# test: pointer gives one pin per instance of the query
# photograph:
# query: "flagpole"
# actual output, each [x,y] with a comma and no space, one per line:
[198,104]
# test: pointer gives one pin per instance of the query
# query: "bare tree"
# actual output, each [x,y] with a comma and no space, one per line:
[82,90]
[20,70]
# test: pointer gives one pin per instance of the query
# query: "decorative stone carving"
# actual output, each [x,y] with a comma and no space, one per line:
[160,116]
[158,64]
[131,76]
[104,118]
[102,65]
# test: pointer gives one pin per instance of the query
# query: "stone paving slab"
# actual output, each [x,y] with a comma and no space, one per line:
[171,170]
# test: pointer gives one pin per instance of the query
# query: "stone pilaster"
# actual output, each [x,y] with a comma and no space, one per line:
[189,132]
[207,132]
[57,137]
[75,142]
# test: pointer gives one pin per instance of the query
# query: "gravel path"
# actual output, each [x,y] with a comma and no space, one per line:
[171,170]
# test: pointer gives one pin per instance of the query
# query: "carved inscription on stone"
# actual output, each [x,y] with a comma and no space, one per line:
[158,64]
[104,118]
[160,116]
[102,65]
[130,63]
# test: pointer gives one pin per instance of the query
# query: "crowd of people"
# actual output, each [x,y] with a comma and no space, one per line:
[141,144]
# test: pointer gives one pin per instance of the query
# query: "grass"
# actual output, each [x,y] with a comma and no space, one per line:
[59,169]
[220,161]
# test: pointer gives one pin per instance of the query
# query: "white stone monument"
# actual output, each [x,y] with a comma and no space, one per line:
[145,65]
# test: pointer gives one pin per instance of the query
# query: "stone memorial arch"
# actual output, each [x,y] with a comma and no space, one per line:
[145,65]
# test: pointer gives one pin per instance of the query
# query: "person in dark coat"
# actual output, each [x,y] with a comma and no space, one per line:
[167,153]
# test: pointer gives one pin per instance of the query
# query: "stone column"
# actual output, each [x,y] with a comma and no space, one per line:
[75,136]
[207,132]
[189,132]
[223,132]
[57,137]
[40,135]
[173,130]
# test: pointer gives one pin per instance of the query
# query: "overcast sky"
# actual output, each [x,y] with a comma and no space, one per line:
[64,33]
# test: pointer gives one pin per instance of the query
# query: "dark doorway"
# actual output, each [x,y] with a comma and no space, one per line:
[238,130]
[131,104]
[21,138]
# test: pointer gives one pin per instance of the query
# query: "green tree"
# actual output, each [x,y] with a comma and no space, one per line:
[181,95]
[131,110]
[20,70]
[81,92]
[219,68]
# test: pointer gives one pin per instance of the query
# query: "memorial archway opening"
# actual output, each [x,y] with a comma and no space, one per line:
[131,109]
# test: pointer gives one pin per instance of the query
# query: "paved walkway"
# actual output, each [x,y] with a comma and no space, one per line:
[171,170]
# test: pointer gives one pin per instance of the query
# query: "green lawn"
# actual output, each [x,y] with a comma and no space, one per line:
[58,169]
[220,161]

· · · · ·

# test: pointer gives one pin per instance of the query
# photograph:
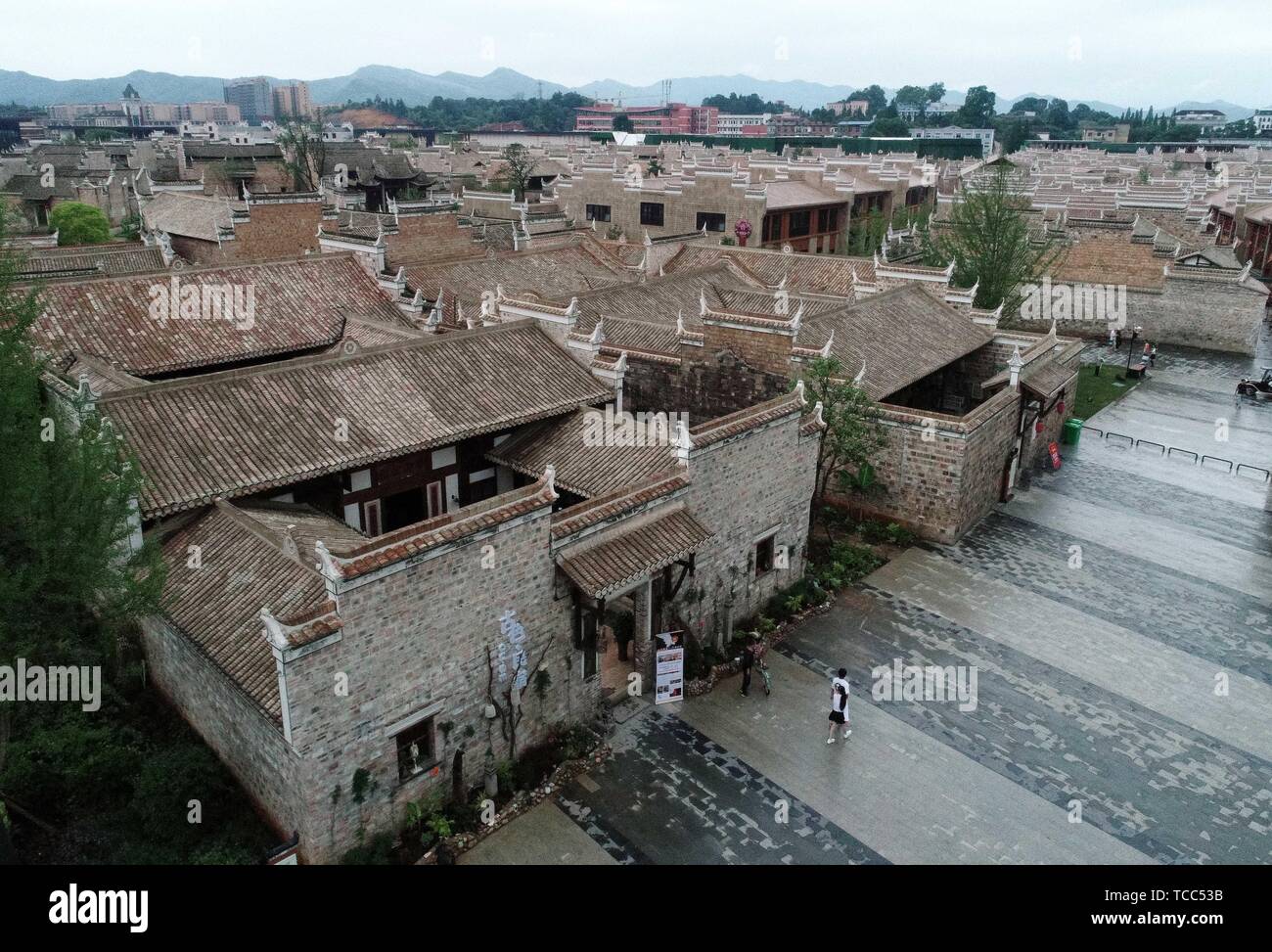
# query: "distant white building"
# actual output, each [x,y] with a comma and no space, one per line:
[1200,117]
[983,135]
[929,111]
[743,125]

· · · · ·

> [Problem statement]: Gather every line of the data above that contains the string "dark". Case counts.

> [The solution]:
# query: "person in dark coat"
# query: "dark doorway"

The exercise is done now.